• _WORK TASK_:
Copy all lines holding the word "with" from the entries.
***** SUPPLIED RECORDS *****
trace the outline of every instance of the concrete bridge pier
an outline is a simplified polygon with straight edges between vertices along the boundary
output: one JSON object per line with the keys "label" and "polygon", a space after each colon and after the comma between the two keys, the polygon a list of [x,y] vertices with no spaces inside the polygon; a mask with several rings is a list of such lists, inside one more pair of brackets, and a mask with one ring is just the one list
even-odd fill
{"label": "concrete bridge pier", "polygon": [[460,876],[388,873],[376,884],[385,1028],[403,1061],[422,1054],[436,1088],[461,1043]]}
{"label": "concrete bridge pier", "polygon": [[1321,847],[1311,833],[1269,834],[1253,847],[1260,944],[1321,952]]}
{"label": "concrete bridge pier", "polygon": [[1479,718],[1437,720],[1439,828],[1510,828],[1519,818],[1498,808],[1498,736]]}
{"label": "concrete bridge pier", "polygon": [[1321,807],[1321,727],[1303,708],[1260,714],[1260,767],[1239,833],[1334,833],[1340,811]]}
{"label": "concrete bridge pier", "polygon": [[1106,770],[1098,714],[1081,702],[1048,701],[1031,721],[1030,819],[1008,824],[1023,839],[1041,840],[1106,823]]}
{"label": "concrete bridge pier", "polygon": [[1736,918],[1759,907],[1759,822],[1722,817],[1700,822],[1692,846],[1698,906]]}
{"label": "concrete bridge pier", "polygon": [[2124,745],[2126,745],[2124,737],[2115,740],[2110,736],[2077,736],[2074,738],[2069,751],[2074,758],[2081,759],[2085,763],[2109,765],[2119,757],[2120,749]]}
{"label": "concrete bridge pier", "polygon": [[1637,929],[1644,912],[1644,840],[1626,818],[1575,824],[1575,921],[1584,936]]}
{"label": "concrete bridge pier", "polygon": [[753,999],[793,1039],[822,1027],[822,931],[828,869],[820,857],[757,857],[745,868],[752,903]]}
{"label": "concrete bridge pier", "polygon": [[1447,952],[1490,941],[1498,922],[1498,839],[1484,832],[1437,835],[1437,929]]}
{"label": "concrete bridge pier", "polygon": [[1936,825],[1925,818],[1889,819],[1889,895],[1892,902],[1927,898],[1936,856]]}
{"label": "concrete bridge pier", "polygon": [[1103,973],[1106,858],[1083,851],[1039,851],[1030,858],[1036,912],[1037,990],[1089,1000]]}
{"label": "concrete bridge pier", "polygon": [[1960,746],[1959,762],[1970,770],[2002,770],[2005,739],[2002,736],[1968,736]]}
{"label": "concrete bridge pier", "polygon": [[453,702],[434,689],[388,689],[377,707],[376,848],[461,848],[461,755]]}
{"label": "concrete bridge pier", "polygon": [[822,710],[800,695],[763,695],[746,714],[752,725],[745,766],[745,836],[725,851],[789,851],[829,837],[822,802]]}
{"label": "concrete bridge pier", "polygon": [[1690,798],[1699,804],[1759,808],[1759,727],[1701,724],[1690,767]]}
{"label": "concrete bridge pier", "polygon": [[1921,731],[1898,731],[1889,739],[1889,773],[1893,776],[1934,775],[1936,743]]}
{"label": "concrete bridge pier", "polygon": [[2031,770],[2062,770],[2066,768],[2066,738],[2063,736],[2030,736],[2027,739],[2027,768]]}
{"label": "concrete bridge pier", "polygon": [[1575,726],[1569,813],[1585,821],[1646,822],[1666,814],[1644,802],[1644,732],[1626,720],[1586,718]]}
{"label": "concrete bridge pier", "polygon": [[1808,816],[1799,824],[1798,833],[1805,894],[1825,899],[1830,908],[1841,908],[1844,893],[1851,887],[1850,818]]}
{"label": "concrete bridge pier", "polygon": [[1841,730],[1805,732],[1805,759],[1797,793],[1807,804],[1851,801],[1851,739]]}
*****
• _ANSWER TO THE PROBLEM_:
an outline is a simplified polygon with straight edges between vertices along the boundary
output: one JSON object per line with the keys "label" and "polygon", a space after each colon and after the comma between the two keys, the polygon a list of [x,y] vertices with no spaces inside the polygon; a mask with several rings is a list of such lists, inside one more pair of brackets, and a mask with one ring is just the one list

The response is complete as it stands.